## WORK INSTRUCTIONS
Copy out every one of the following records exactly, leaving the pictures out of your answer.

Dataset entries
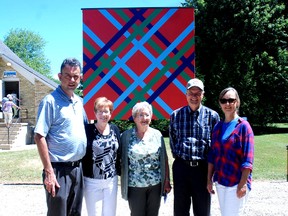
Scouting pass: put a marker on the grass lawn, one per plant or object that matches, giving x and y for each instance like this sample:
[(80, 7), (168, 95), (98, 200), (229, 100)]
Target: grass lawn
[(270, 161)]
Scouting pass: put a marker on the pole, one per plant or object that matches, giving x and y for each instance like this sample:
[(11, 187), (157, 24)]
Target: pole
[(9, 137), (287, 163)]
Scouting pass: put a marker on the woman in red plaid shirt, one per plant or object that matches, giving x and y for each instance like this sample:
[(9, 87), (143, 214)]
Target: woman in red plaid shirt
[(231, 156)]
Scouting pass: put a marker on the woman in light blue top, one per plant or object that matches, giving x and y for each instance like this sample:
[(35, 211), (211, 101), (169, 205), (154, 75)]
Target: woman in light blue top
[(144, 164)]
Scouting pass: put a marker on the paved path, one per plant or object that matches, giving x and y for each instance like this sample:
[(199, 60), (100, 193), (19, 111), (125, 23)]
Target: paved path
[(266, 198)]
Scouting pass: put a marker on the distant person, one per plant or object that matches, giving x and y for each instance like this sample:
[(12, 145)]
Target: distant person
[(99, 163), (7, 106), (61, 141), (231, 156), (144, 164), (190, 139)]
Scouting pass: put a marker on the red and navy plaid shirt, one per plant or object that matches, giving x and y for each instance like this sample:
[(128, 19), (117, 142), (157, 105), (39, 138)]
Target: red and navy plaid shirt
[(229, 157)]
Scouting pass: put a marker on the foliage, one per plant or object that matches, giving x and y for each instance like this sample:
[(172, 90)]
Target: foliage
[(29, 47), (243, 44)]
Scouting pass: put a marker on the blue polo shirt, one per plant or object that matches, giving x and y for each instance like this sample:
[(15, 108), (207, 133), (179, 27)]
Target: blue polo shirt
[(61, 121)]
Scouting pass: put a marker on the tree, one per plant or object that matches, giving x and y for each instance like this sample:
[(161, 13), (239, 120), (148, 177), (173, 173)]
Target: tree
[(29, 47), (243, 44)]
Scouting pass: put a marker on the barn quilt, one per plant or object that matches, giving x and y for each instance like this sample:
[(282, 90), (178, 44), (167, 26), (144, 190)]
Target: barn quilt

## EXERCISE RESULT
Scouting pass: put a marker on the grass lawn, one per plant or object that matches, giving x and y for each instance like this sample:
[(80, 7), (168, 95), (98, 200), (229, 100)]
Target: grass lawn
[(270, 161)]
Scouting pass: put a marker on the pole, one per plant or object that matches, giving x and y for each instance like this sample:
[(11, 187), (157, 24)]
Target: pole
[(9, 137), (287, 163)]
Scouting pass: put a marker on the woman in red plaid shirt, one per plant or object that matches, giving x and y for each instance like this sample:
[(9, 87), (143, 214)]
Target: woman in red plaid shirt
[(231, 156)]
Scouting pass: put a marker on the woman in light blue top, one per plant or object that matches, giving x and y for each instance like this sample:
[(35, 211), (211, 101), (169, 205), (154, 75)]
Target: woman in light blue top
[(144, 164)]
Scouting pass: put a marker on the paved path, one per plant or object that matches, giving x and y for each instance like this sample:
[(199, 60), (100, 193), (19, 111), (125, 23)]
Target: paved path
[(266, 198)]
Scouting pass: put a marker on the distant person, one per plant or object that matches, giving x and y for each instance like this sample:
[(12, 145)]
Target: distant person
[(99, 163), (7, 106), (61, 141), (231, 156), (144, 164), (190, 139)]
Scouting pass: put a marker on the red and navy plaid shirt, one per plant or object that matches, giving x and y for each instance like this sample:
[(128, 19), (117, 142), (157, 105), (39, 138)]
Target: red and navy plaid shirt
[(229, 157)]
Scouting pass: put a marker on the foliage, one per plant or object that matches, giving x and y for each instance like this sample:
[(172, 90)]
Target: foliage
[(29, 47), (243, 44)]
Scouting pass: put a marker on the blue polo shirt, one per plant or object that matches, giving x and y for each instance like this sample:
[(15, 108), (207, 133), (179, 27)]
Target: blue polo shirt
[(61, 121)]
Scouting pass: put a marker on the tree, one per plant or object that matches, giving x and y for each instance like this sample:
[(161, 13), (239, 120), (148, 177), (173, 173)]
Target: tree
[(29, 47), (243, 44)]
Scouting pass: put a marker on the barn quilt, one per plant or object that matches, giving x and y for each instance like this sample:
[(282, 90), (178, 44), (167, 26), (144, 190)]
Target: barn quilt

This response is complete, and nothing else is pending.